### Records supplied:
————————

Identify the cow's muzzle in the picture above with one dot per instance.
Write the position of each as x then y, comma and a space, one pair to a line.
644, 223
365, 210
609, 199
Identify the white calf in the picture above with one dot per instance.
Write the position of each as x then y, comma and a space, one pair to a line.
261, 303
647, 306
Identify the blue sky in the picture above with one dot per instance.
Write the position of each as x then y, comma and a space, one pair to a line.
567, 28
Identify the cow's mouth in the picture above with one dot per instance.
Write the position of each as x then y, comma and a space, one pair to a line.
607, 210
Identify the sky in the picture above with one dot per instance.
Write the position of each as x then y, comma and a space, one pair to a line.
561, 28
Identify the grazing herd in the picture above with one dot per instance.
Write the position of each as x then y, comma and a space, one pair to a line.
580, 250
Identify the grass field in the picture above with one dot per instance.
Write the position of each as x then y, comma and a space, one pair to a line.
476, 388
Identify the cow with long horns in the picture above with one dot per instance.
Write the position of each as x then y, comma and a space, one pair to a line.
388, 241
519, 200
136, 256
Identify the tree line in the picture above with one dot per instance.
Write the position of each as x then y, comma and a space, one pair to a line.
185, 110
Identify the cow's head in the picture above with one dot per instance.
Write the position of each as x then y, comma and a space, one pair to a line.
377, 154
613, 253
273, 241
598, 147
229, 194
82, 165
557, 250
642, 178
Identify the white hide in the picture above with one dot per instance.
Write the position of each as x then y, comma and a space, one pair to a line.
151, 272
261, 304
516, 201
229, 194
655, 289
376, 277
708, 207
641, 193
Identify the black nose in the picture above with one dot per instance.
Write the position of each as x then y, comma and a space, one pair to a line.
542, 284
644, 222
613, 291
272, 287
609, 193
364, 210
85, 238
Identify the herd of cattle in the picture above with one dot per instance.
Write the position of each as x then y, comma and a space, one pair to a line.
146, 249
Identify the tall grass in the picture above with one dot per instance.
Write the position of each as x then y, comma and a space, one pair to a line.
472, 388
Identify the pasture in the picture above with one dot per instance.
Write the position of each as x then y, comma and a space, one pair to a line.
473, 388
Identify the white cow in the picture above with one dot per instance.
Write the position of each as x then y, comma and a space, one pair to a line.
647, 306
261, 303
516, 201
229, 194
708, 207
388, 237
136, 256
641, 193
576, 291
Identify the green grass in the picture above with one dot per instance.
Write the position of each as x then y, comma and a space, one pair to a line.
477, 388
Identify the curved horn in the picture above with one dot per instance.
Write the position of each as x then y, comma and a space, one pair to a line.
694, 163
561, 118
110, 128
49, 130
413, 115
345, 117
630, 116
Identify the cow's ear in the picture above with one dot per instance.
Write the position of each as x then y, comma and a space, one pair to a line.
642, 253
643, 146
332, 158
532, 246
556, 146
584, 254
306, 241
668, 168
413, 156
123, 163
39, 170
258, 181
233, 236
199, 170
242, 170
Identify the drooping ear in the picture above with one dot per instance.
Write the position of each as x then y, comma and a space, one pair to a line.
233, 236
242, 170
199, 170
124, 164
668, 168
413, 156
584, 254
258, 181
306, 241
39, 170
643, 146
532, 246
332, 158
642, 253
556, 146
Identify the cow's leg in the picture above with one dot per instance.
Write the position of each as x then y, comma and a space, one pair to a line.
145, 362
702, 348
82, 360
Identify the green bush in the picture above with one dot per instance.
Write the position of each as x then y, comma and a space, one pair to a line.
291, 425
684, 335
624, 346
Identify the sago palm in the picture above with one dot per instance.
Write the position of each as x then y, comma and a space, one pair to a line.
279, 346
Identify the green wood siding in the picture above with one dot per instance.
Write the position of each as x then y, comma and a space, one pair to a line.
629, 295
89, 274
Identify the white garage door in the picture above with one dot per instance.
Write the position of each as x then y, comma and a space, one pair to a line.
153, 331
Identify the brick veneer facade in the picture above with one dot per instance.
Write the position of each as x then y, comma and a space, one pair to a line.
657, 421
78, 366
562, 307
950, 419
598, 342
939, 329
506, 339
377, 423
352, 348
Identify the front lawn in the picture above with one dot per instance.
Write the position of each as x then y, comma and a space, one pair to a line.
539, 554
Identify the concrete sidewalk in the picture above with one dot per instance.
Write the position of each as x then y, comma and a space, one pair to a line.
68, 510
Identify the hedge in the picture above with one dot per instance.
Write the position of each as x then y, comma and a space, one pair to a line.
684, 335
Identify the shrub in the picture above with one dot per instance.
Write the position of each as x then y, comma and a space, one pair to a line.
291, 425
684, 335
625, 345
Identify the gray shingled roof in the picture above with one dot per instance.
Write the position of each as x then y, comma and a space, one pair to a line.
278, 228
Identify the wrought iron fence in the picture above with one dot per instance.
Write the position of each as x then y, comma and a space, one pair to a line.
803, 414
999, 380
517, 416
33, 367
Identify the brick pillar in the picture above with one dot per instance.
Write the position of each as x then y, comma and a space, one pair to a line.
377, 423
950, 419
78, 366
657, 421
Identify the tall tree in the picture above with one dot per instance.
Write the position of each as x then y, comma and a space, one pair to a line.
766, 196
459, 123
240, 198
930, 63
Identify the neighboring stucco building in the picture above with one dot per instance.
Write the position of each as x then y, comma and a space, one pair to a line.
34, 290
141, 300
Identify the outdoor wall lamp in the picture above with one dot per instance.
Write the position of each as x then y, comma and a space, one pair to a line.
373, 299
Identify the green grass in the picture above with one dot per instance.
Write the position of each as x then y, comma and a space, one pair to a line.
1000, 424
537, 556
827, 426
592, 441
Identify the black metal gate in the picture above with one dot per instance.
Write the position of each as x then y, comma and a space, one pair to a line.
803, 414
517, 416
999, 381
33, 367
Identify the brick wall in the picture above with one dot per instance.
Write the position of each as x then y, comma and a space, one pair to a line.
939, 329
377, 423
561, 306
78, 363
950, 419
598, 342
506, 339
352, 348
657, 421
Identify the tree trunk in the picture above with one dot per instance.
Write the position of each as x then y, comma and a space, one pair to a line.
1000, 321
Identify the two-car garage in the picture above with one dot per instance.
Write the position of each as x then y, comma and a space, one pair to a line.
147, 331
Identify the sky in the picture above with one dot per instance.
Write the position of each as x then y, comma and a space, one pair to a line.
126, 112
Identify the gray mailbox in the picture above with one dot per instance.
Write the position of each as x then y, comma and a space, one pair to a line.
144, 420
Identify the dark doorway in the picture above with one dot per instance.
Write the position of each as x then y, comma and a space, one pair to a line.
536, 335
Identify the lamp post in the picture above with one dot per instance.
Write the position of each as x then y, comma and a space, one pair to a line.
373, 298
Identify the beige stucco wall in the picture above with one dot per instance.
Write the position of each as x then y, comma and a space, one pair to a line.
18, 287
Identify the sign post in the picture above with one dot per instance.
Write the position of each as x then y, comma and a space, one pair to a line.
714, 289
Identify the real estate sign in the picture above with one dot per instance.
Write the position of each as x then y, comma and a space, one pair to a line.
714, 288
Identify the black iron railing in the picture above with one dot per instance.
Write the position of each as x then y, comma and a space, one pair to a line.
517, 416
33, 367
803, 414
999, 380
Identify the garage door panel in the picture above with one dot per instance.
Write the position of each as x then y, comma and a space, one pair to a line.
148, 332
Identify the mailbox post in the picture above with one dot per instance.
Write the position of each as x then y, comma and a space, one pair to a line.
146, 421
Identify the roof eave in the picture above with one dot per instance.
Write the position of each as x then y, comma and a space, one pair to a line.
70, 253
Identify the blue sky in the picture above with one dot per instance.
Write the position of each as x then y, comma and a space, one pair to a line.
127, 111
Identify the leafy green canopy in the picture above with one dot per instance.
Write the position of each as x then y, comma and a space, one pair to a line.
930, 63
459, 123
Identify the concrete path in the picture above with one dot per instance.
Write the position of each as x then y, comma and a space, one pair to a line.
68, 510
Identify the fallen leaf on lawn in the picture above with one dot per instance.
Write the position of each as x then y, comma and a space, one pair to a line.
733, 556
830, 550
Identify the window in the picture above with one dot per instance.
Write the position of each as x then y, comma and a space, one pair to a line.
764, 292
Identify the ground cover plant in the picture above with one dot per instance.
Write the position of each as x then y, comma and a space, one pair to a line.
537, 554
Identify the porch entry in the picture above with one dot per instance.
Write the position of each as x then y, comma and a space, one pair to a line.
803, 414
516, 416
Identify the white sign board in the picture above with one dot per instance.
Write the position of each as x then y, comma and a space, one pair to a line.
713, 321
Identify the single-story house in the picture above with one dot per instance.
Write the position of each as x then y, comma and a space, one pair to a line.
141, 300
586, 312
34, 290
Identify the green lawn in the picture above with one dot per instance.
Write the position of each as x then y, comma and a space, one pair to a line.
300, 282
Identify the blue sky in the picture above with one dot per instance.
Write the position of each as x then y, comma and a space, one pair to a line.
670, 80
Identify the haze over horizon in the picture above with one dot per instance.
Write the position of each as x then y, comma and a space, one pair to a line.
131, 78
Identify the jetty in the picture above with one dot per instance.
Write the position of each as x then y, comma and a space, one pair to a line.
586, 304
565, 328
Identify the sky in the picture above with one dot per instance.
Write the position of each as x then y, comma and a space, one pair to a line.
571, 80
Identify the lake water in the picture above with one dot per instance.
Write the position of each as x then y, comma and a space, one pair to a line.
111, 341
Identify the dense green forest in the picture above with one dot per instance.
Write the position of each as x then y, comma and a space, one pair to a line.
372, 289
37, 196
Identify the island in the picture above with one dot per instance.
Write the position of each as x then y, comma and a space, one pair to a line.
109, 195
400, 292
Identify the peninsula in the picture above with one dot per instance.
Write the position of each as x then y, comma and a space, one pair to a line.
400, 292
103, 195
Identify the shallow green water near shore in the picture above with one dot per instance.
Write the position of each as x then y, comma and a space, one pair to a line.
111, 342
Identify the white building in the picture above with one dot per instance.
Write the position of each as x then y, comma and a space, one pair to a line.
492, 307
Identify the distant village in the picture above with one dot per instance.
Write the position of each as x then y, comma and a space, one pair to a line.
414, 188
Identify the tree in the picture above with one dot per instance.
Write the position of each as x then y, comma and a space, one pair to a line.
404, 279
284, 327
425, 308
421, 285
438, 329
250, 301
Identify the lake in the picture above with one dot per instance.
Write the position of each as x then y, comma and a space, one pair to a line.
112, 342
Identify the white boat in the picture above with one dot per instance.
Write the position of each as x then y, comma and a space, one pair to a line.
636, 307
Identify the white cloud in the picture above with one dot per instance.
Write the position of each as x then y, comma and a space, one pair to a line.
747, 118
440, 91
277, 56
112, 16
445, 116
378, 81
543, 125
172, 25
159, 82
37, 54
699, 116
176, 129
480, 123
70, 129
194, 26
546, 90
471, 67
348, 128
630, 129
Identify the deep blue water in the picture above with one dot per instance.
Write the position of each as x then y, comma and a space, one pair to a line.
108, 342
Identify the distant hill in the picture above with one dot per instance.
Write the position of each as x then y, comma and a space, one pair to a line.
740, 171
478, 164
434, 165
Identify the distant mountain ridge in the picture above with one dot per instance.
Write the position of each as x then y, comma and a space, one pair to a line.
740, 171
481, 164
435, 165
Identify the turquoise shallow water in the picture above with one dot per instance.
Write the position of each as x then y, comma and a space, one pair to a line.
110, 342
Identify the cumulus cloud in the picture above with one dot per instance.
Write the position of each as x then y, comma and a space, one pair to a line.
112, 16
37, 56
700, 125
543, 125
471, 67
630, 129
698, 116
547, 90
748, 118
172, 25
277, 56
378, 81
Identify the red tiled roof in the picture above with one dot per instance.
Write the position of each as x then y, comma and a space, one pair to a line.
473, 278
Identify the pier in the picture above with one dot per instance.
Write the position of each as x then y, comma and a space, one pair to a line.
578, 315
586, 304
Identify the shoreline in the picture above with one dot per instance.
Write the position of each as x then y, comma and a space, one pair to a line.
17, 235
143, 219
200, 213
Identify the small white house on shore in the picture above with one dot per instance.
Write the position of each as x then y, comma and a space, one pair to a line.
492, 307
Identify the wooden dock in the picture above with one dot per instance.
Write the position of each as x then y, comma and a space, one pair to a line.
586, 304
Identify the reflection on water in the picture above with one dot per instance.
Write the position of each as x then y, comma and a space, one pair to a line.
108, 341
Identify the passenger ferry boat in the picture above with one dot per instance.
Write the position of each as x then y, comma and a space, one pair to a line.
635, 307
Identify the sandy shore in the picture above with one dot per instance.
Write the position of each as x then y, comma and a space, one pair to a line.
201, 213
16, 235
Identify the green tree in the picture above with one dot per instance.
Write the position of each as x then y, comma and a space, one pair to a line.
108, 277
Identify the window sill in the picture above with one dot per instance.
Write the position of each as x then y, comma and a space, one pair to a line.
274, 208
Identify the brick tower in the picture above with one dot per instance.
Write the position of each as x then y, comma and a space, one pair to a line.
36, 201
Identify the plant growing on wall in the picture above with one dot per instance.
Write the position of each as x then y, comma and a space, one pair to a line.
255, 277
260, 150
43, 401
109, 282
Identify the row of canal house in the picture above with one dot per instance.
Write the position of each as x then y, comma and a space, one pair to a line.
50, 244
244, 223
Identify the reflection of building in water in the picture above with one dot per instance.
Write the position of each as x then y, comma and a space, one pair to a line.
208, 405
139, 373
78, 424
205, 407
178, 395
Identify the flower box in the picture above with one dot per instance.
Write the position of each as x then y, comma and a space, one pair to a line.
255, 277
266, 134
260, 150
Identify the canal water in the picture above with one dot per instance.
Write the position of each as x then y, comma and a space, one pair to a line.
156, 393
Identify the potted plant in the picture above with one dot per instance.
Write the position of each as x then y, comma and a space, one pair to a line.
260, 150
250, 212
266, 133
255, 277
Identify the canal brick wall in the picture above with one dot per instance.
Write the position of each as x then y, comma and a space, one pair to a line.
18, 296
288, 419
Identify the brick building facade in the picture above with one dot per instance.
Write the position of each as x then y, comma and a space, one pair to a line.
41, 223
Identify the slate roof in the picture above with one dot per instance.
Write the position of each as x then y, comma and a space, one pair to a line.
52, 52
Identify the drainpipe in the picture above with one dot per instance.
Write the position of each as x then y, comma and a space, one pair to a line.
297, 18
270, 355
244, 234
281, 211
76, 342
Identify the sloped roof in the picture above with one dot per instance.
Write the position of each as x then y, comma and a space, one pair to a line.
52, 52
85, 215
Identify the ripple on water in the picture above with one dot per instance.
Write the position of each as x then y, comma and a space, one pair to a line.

————————

### Exercise:
Copy out the data verbatim, beginning at the line that contains "Identify the drainpipe" and continuing through the final line of the data, with both ends included.

### Answer to the problem:
Identify the drainpipe in the picture above with one dot per instance.
Write the position of each as x then y, comma and a space, one pair to a line.
297, 18
270, 355
244, 234
281, 211
76, 342
Identify the sloped roof in the picture above with one dot per instance.
Write the position of each as x then y, comma and a space, one pair to a line.
52, 52
85, 215
Identify the ripple on water in the picture above with one dot per instance.
Write the position of each as x then y, comma and a space, one pair to a line.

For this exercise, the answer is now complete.